● OBJECTIVE:
Locate the line that contains "TARGET: woman's hand". Print it and each following line through the end of the listing, verbatim, and nothing more.
[start]
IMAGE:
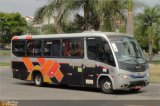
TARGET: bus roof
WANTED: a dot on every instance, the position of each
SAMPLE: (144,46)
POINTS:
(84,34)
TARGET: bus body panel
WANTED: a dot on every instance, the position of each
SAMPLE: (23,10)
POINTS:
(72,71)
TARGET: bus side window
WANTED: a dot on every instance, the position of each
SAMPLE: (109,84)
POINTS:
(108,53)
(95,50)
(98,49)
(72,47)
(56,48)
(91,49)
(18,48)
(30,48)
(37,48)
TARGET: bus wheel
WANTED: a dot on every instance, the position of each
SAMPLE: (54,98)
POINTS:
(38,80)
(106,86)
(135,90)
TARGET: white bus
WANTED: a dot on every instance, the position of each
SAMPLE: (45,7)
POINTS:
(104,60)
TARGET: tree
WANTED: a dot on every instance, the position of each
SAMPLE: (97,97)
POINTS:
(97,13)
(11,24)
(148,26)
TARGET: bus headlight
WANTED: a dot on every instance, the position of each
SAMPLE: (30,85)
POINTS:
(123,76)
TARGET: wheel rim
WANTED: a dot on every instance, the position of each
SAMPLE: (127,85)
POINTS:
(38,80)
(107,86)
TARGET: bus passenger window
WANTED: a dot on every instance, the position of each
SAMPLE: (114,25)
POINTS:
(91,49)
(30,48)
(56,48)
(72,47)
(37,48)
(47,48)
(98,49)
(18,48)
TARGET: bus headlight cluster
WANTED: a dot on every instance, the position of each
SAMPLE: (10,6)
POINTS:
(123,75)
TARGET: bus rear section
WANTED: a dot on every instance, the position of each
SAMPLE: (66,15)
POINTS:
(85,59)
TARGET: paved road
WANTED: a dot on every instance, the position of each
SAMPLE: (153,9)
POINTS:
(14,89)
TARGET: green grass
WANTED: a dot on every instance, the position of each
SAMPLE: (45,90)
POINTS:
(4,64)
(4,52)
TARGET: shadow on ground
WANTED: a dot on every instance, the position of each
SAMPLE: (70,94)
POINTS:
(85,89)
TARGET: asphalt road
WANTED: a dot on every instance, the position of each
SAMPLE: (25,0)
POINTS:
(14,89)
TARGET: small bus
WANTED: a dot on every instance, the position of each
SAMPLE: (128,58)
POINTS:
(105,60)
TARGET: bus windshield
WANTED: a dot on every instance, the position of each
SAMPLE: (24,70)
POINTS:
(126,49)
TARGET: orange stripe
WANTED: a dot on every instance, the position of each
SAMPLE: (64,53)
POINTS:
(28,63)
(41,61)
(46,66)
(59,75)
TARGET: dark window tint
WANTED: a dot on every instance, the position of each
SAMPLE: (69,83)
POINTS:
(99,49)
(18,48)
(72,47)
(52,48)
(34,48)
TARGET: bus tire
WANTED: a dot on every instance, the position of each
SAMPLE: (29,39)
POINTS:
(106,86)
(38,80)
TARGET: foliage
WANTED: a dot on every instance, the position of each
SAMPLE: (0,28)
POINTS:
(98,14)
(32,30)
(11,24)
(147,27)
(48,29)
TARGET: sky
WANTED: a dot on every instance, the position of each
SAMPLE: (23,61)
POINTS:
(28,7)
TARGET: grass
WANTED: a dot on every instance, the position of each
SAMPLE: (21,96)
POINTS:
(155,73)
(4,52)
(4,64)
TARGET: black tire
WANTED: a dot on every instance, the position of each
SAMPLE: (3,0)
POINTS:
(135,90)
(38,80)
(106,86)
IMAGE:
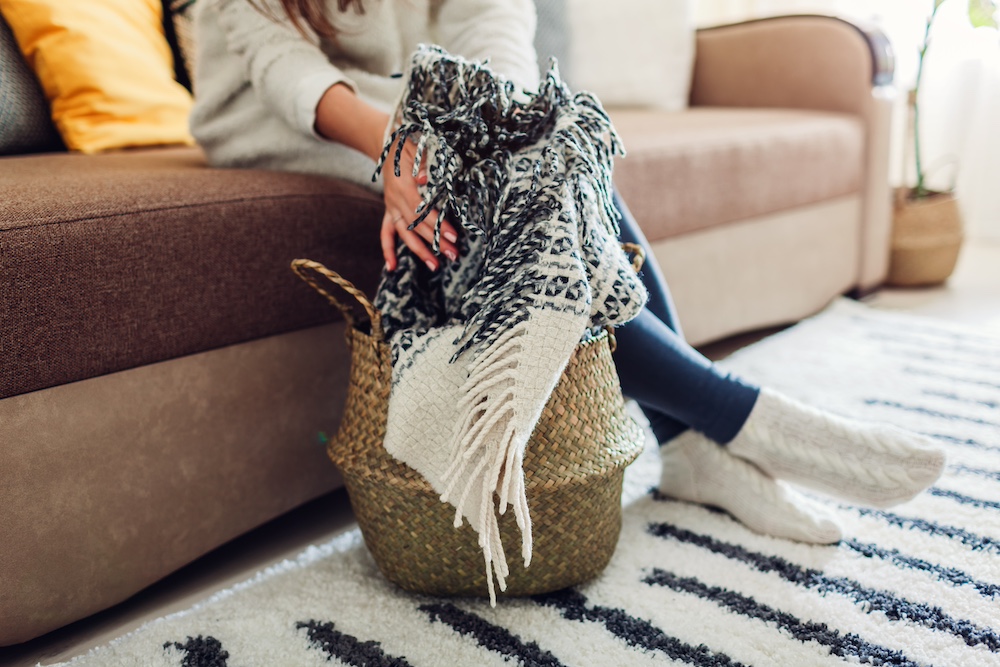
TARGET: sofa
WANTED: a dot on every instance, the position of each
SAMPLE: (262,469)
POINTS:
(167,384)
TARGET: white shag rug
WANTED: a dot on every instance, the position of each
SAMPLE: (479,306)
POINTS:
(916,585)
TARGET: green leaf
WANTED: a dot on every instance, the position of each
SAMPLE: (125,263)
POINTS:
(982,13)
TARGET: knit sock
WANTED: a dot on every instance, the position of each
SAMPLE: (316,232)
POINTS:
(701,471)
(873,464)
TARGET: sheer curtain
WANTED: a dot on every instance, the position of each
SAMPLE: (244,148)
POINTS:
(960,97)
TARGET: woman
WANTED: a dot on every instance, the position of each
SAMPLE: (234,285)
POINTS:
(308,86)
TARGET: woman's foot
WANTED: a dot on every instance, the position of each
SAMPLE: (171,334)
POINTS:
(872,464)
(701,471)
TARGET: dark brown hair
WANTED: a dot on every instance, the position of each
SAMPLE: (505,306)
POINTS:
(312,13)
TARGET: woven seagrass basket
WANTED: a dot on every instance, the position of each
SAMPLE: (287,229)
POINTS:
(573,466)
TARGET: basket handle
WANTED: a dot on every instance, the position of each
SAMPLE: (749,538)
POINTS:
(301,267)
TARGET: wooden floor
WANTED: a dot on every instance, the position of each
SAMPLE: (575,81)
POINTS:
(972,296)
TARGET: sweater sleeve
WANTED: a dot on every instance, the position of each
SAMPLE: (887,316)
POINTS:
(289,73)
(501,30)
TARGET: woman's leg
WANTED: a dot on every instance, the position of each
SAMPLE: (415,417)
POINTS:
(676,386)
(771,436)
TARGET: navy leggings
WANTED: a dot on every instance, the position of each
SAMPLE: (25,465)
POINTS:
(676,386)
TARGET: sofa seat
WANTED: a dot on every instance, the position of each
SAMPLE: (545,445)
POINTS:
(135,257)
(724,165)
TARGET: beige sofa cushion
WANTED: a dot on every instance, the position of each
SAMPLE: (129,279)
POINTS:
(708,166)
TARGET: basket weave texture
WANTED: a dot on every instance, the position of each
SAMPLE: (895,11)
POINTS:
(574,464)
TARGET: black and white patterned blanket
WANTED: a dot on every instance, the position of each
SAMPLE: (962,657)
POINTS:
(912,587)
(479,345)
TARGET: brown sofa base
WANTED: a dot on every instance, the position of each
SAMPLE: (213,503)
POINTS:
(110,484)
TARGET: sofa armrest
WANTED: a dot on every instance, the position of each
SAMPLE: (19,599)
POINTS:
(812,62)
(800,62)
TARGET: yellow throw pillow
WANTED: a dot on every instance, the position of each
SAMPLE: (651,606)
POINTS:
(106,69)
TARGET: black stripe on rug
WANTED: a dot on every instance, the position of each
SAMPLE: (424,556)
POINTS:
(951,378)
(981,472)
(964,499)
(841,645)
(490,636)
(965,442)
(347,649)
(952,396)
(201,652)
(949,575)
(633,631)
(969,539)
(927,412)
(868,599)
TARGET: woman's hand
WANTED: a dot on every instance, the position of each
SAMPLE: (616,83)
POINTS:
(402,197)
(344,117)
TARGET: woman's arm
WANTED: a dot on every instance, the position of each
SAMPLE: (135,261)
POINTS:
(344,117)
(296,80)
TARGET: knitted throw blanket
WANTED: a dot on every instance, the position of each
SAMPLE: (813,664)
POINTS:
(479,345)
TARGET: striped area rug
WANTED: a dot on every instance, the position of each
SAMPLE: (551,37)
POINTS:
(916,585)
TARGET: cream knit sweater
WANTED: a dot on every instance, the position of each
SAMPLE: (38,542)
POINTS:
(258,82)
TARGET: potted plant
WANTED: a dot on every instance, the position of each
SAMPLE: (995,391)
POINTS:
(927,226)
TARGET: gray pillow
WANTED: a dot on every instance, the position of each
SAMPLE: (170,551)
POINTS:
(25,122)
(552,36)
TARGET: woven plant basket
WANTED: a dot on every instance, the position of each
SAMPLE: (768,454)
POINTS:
[end]
● FINISHED ANSWER:
TARGET: woman's hand
WANTED: a dot on every instance, the position of each
SAMPLE: (616,83)
POINTS:
(402,197)
(344,117)
TARGET: woman's arm
WANTED: a dot on every instance, the position of each
SAMPLE: (135,261)
POINTS:
(344,117)
(296,80)
TARGET: knitted throw blanket
WANTED: a dot on every instance, the position of each
SAMPLE: (813,664)
POINTS:
(479,345)
TARGET: striped area rug
WANTED: a dot on every instance, the position of each
SAMPLE: (551,37)
POINTS:
(916,585)
TARGET: cream knit sweater
WANTED: a dot on every instance, the position of each
SAMPLE: (38,542)
POINTS:
(258,82)
TARGET: potted plant
WANTED: a dot on every instance, the position of each
SAMPLE: (995,391)
POINTS:
(927,226)
TARGET: gray pillow
WANTED: a dot on every instance, the position of each
SAMPLE: (170,551)
POINTS:
(25,122)
(552,36)
TARGET: woven plant basket
WANTED: a dot on every instance, the position of each
SAMPLE: (768,454)
POINTS:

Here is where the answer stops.